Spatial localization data
# # # # # # #
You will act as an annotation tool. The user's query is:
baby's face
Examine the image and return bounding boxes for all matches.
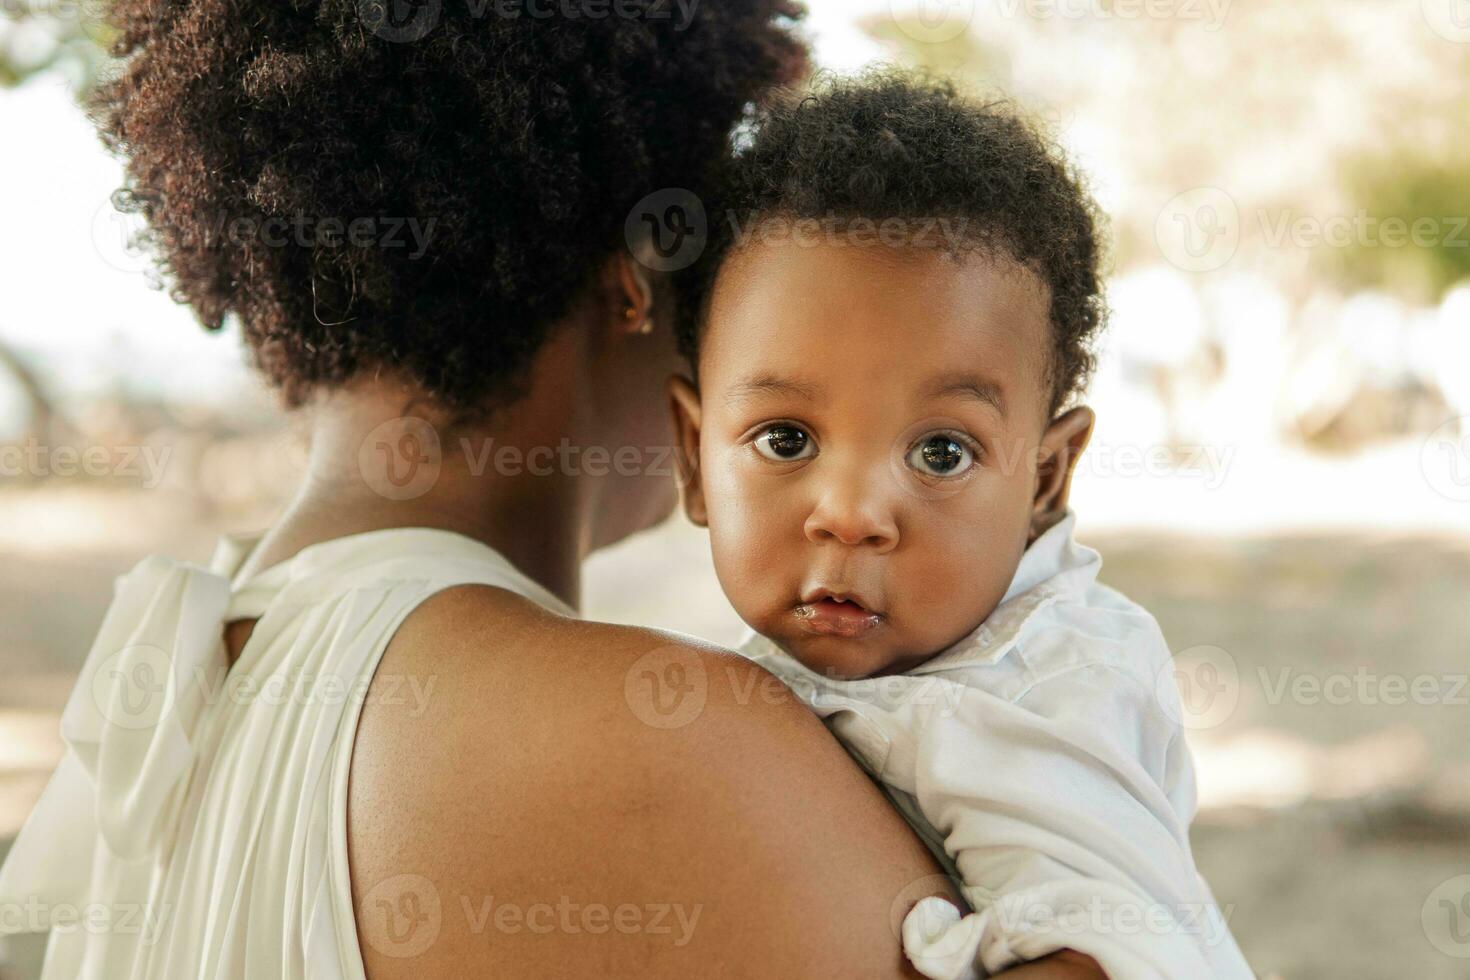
[676,239,1067,680]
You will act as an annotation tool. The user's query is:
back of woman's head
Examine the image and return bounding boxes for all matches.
[89,0,807,414]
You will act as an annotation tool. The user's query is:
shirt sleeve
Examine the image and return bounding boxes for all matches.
[901,661,1252,980]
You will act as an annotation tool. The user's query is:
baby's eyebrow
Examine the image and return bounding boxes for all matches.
[924,373,1007,418]
[725,374,821,404]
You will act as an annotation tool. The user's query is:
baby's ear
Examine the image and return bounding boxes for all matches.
[1029,406,1094,543]
[667,375,708,527]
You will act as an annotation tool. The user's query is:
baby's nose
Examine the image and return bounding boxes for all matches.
[803,479,899,552]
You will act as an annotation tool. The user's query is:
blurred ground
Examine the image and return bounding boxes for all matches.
[2,483,1467,979]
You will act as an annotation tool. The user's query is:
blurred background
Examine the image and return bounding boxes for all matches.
[1,1,1468,977]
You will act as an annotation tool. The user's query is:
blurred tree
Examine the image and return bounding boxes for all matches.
[859,13,999,79]
[0,2,112,451]
[0,341,67,450]
[867,1,1468,453]
[864,0,1470,303]
[0,1,113,94]
[1336,155,1470,302]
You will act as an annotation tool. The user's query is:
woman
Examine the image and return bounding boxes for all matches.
[0,2,1102,976]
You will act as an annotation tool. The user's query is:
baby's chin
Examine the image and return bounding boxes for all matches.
[761,625,915,681]
[753,603,988,680]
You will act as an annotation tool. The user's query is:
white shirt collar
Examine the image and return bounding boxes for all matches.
[999,508,1100,605]
[905,508,1102,675]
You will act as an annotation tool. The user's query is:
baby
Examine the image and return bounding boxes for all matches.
[665,72,1254,980]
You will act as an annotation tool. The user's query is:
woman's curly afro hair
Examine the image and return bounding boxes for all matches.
[679,70,1107,417]
[87,0,807,414]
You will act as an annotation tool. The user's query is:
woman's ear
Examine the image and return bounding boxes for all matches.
[667,374,707,527]
[613,253,654,335]
[1029,406,1094,543]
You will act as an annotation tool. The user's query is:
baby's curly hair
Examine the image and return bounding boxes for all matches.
[87,0,807,413]
[679,70,1107,416]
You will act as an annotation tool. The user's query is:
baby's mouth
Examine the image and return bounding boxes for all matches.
[793,591,884,638]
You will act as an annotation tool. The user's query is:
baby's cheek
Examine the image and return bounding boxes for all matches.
[705,459,797,554]
[900,520,1015,645]
[704,491,794,626]
[704,476,765,561]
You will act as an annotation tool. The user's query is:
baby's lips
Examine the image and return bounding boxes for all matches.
[798,585,883,615]
[793,597,885,638]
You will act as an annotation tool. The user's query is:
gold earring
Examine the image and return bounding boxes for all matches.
[638,316,653,334]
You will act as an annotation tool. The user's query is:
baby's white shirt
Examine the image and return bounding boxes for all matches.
[736,511,1254,980]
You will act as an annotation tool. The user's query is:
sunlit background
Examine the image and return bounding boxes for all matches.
[2,1,1469,977]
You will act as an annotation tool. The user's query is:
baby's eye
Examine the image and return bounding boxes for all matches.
[906,433,976,478]
[753,424,814,462]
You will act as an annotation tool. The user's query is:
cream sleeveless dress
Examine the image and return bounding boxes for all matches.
[0,528,576,979]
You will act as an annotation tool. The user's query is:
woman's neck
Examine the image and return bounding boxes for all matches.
[235,376,593,611]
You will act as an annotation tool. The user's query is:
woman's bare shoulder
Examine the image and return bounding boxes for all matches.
[348,583,948,978]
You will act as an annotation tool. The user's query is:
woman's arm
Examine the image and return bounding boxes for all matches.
[351,585,958,978]
[351,585,1109,978]
[1005,950,1107,978]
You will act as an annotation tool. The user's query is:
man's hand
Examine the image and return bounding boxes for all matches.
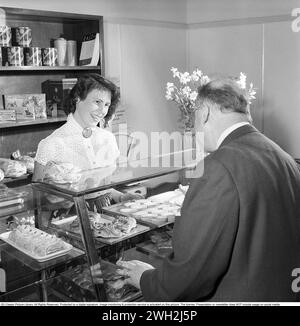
[116,260,155,289]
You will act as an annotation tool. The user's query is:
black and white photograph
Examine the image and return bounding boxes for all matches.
[0,0,300,312]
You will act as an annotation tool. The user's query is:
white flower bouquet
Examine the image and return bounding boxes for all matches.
[165,68,256,130]
[165,67,210,130]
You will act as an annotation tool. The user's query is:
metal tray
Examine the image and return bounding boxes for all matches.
[103,201,178,227]
[52,214,150,245]
[0,230,73,262]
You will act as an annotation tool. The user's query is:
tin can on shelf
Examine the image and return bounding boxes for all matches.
[54,38,67,66]
[24,47,42,66]
[13,27,32,47]
[67,40,77,66]
[42,47,57,66]
[0,26,12,46]
[0,47,9,66]
[7,46,24,66]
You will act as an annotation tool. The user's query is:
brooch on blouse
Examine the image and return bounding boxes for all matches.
[82,127,93,138]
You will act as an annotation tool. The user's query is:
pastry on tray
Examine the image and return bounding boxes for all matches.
[8,225,68,257]
[88,212,137,238]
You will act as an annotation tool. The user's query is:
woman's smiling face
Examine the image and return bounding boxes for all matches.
[76,88,112,127]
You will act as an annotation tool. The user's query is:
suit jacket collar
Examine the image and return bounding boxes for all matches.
[219,124,258,147]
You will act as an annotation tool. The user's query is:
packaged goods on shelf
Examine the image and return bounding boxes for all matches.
[0,109,16,122]
[3,93,47,120]
[79,32,100,66]
[41,47,57,66]
[41,78,78,113]
[11,27,32,47]
[7,46,24,66]
[23,46,42,66]
[0,25,12,47]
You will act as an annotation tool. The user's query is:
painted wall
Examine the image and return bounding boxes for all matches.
[188,24,263,131]
[187,0,300,158]
[187,0,300,23]
[0,0,187,23]
[264,21,300,157]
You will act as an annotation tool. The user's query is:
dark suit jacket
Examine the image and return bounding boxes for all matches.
[140,124,300,301]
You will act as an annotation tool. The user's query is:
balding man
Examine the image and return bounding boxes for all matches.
[118,76,300,302]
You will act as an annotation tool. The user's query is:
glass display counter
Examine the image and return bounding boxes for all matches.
[0,153,195,302]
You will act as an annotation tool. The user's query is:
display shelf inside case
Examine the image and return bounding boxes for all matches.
[51,260,142,302]
[52,215,150,245]
[0,240,84,272]
[0,230,74,263]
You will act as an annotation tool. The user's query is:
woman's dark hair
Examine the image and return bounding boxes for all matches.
[64,73,120,126]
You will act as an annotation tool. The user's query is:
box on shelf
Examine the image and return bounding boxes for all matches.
[41,78,77,116]
[79,32,100,66]
[0,109,16,122]
[3,94,47,120]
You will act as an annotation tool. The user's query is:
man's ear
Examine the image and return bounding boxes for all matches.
[201,106,210,124]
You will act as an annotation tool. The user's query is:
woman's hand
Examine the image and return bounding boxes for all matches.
[120,192,145,202]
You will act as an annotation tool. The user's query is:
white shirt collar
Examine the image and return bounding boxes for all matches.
[217,122,250,148]
[67,113,99,134]
[67,113,83,133]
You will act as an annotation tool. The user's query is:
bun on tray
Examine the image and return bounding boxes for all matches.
[0,158,27,178]
[16,155,34,174]
[11,150,35,174]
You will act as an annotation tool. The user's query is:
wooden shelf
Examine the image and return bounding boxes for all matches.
[0,66,101,73]
[2,174,32,184]
[0,117,67,129]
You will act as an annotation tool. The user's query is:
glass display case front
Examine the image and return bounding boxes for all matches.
[1,153,195,302]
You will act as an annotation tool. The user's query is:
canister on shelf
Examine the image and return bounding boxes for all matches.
[54,37,67,66]
[0,26,11,46]
[7,46,24,66]
[67,40,77,66]
[24,47,42,66]
[13,27,32,47]
[42,47,57,66]
[0,47,9,66]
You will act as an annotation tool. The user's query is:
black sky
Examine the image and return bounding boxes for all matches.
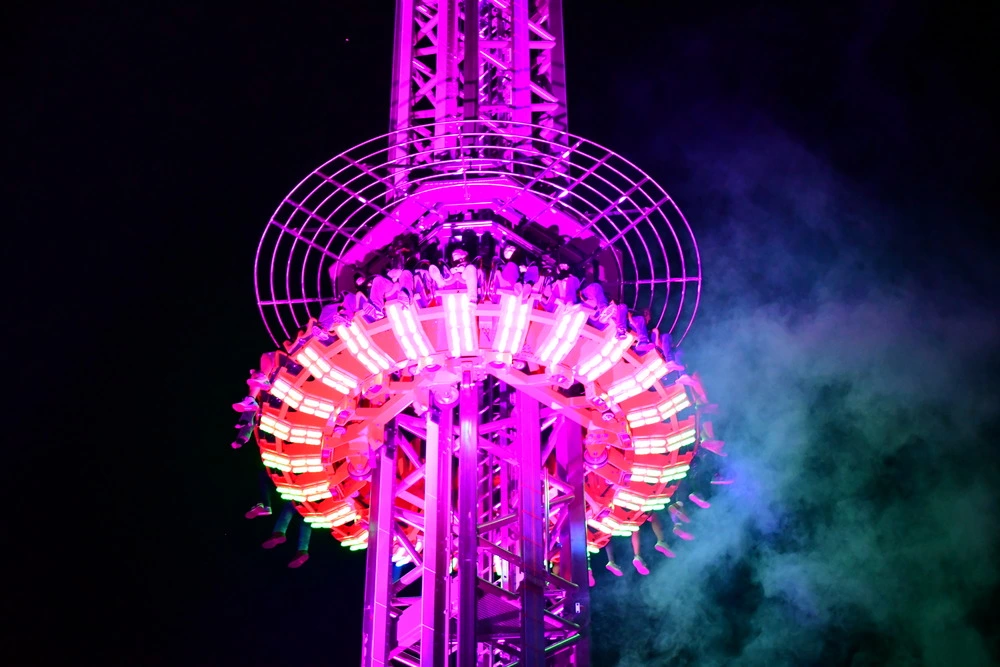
[7,1,999,665]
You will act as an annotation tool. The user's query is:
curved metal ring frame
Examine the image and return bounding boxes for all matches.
[255,121,702,347]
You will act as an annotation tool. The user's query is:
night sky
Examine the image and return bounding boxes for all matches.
[8,1,998,665]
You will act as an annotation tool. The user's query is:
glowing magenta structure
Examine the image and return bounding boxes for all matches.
[241,2,720,665]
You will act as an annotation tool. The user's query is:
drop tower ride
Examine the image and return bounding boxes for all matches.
[239,2,721,666]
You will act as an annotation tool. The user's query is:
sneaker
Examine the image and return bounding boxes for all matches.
[688,493,711,509]
[632,557,650,575]
[655,541,676,558]
[245,503,272,519]
[606,561,623,577]
[673,525,694,541]
[247,373,271,392]
[634,338,654,354]
[616,326,628,340]
[262,532,287,549]
[701,440,726,456]
[668,505,691,524]
[711,473,734,485]
[232,397,259,413]
[288,551,310,568]
[230,441,243,449]
[589,569,596,587]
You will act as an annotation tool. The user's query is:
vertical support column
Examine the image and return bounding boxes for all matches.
# # # # # # #
* [Brief]: The job here is to find each line above with the word "jacket" and copy it.

* [Solution to this task]:
suit jacket collar
dark suit jacket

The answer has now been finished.